Reproduce every line of the records below without any changes, and leave the pictures out of your answer.

============================================================

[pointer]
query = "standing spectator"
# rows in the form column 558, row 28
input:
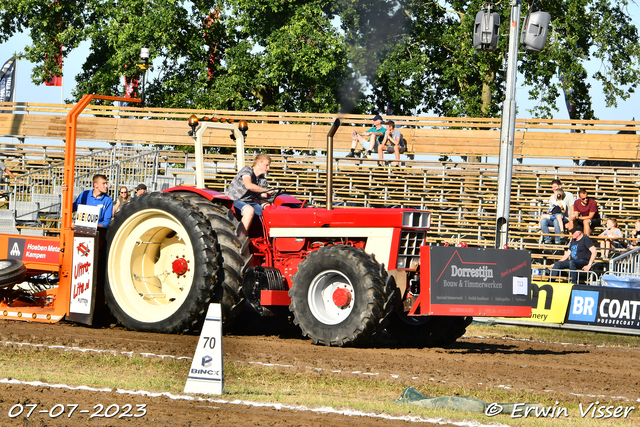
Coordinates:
column 249, row 189
column 374, row 137
column 579, row 256
column 545, row 222
column 585, row 212
column 612, row 235
column 141, row 189
column 392, row 143
column 97, row 197
column 123, row 198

============================================================

| Full answer |
[pointer]
query = "standing spectator"
# rows in the form column 558, row 28
input:
Coordinates:
column 249, row 189
column 374, row 137
column 579, row 256
column 545, row 222
column 585, row 212
column 612, row 235
column 141, row 189
column 392, row 143
column 97, row 197
column 123, row 198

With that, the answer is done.